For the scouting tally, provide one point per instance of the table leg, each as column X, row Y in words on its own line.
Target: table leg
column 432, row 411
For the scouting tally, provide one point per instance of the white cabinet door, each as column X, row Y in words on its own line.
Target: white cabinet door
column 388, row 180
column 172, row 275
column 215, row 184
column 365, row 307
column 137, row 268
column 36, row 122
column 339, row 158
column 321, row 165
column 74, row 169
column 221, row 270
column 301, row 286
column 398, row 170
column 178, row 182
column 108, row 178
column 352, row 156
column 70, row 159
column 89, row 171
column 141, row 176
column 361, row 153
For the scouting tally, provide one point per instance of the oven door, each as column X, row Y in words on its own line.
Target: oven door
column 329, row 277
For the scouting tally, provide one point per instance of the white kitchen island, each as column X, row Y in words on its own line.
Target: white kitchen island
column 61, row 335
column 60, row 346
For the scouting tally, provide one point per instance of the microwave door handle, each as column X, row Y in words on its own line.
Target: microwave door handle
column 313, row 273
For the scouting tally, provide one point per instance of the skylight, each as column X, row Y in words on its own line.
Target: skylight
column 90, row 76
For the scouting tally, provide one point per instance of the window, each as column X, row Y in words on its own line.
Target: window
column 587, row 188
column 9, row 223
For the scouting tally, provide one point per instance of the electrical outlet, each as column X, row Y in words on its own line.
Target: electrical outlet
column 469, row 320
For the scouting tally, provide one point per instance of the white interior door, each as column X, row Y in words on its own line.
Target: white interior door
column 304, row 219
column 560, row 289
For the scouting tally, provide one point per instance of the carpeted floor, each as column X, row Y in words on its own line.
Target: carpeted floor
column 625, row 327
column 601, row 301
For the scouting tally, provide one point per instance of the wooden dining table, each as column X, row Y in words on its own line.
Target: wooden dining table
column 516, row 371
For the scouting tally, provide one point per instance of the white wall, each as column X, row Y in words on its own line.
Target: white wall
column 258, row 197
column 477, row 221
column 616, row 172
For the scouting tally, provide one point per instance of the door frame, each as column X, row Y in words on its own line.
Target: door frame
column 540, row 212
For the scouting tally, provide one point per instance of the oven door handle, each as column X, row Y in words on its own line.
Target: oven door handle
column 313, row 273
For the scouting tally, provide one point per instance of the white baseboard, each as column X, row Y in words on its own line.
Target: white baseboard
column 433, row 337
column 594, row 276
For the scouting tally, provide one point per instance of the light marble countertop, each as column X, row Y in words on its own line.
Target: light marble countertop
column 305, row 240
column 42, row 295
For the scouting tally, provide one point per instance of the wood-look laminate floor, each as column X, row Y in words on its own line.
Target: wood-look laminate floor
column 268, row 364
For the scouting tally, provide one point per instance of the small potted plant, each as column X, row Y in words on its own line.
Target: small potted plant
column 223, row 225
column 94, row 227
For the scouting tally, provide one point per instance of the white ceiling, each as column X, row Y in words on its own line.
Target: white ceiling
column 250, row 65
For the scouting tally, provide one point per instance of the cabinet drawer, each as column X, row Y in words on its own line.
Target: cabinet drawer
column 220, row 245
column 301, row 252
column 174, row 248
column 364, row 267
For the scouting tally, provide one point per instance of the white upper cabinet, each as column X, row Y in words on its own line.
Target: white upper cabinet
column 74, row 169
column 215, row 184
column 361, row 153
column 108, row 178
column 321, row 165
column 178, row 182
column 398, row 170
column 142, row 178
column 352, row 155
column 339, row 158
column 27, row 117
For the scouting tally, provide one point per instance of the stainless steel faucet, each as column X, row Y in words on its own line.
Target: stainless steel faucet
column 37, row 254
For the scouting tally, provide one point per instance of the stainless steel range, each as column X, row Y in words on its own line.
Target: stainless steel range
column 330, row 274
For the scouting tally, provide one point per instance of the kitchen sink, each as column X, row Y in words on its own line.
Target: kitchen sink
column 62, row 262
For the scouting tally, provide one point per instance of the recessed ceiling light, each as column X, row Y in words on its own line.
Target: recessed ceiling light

• • •

• Work task
All lines from the one containing "of the kitchen" through the end of the listing must be transcribed exactly. No other lines belong in the answer.

• Answer to this task
For the scouting tally, provide one point per instance of the kitchen sink, each as column X, row Y in words on its own line.
Target: kitchen sink
column 62, row 262
For the scouting tally, provide one point per instance of the recessed ceiling light, each as column X, row Y in words on its own line.
Target: recessed ceiling light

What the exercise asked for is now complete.